◆ **Items listed in a dataset**:
______________________________

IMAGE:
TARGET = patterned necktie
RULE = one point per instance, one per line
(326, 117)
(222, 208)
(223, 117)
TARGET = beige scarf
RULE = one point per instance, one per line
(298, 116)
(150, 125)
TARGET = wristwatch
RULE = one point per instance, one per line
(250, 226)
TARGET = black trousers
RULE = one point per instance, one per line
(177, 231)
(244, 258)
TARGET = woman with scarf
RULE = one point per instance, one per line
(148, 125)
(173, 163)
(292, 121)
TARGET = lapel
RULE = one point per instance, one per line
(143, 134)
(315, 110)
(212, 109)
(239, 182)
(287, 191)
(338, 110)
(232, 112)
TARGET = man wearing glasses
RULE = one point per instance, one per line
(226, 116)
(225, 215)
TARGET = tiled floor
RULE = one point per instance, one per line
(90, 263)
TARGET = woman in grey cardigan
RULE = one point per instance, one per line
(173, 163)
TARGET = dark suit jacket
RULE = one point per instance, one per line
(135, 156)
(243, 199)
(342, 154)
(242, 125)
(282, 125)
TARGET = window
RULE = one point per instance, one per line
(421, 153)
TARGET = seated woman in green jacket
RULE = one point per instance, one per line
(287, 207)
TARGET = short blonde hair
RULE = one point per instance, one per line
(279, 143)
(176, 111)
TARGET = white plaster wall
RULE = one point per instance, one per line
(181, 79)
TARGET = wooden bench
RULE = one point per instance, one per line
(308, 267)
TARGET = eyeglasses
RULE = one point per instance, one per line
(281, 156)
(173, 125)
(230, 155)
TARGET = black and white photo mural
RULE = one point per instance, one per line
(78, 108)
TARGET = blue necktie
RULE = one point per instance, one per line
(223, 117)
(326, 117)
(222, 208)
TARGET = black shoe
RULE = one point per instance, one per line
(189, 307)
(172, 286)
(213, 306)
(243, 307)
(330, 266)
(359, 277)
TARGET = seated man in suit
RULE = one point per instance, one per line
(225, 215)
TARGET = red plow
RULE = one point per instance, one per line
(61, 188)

______________________________

◆ **THE PROBLEM**:
Line by line, output the records exactly as given.

◆ **REPLY TO THE EXERCISE**:
IMAGE:
TARGET = patterned necktie
RULE = one point per instance, one per line
(326, 117)
(222, 208)
(223, 117)
TARGET = beige scarf
RULE = one point per instance, one per line
(298, 116)
(150, 125)
TARGET = wristwatch
RULE = one point per instance, one per line
(250, 226)
TARGET = black trousers
RULE = one point per instance, one per line
(177, 231)
(244, 258)
TARGET = woman with scarf
RULE = one point per instance, one per line
(148, 125)
(173, 163)
(292, 121)
TARGET = lapel
RULE = one point per instance, one per line
(143, 134)
(315, 110)
(212, 109)
(239, 182)
(287, 191)
(338, 110)
(232, 112)
TARGET = man wearing glasses
RULE = one point per instance, one per line
(226, 116)
(225, 215)
TARGET = tiled floor
RULE = one point per instance, one per line
(90, 263)
TARGET = woman in grey cardigan
RULE = one point per instance, one per line
(173, 163)
TARGET = dark suit jacket
RULE = one point per instance, one per line
(135, 156)
(243, 199)
(342, 154)
(242, 125)
(282, 125)
TARGET = window
RULE = one point per instance, one per line
(421, 153)
TARGET = seated woman in green jacket
RULE = one point per instance, one per line
(287, 207)
TARGET = short blonde hair
RULE = one point per instance, one per line
(279, 143)
(176, 111)
TARGET = white plaster wall
RULE = one point per instance, one per line
(181, 79)
TARGET = wooden bench
RULE = one point per instance, one per line
(308, 267)
TARGET = eyeglasses
RULE = one point per instance, one per line
(281, 156)
(173, 125)
(230, 155)
TARGET = black and white photo mural
RULE = one point per instance, one per line
(78, 108)
TARGET = blue necktie
RULE = one point per instance, one per line
(223, 117)
(326, 117)
(222, 208)
TARGET = black shoe
RULE = one point per instance, one per line
(189, 307)
(172, 286)
(213, 306)
(243, 307)
(330, 266)
(359, 277)
TARGET = seated man in suit
RULE = one point per instance, one per line
(225, 215)
TARGET = red plow
RULE = one point per instance, one per line
(61, 188)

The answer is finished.